● TASK
Extract every line of the entries below that contains the string "several", matching case exactly.

● SOURCE DATA
※ ※ ※

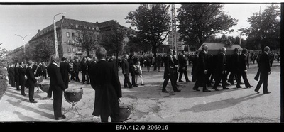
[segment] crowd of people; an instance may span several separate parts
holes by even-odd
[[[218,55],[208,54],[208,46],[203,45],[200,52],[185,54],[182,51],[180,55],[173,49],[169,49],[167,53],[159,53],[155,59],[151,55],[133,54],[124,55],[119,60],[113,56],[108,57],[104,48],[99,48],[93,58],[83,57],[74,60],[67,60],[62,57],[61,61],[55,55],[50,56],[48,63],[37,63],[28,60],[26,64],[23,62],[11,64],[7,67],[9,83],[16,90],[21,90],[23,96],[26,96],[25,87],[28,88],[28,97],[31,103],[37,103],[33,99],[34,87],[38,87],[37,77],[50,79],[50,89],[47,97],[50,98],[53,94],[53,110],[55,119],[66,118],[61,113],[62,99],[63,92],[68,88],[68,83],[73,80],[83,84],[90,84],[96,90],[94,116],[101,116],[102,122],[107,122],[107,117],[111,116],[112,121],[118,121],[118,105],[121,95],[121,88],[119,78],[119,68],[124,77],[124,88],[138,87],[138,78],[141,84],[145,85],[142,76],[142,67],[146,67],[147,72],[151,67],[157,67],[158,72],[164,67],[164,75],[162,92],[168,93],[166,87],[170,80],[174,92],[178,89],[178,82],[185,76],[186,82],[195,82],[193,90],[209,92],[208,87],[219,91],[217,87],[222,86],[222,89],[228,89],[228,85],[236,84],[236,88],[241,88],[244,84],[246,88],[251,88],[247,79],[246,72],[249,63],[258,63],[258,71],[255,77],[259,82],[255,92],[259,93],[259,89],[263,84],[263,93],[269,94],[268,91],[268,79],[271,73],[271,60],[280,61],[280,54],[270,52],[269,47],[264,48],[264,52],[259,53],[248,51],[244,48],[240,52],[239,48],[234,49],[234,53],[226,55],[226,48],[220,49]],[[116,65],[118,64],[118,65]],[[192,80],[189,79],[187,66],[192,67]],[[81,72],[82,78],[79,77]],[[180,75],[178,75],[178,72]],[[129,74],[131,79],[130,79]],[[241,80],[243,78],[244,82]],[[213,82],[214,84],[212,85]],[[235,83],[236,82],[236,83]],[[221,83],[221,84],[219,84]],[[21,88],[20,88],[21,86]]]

※ ※ ※

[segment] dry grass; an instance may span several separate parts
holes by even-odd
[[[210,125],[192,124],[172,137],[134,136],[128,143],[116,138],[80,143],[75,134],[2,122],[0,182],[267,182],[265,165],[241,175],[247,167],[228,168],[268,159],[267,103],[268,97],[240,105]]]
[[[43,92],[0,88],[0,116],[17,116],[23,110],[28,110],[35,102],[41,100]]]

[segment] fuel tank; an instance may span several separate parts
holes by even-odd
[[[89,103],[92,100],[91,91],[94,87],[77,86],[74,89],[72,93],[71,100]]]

※ ※ ※

● SOLVED PROBLEM
[segment] crowd of people; an instance may span several separate parts
[segment] dry grass; an instance may span several separate parts
[segment] fuel tank; an instance may span several separate parts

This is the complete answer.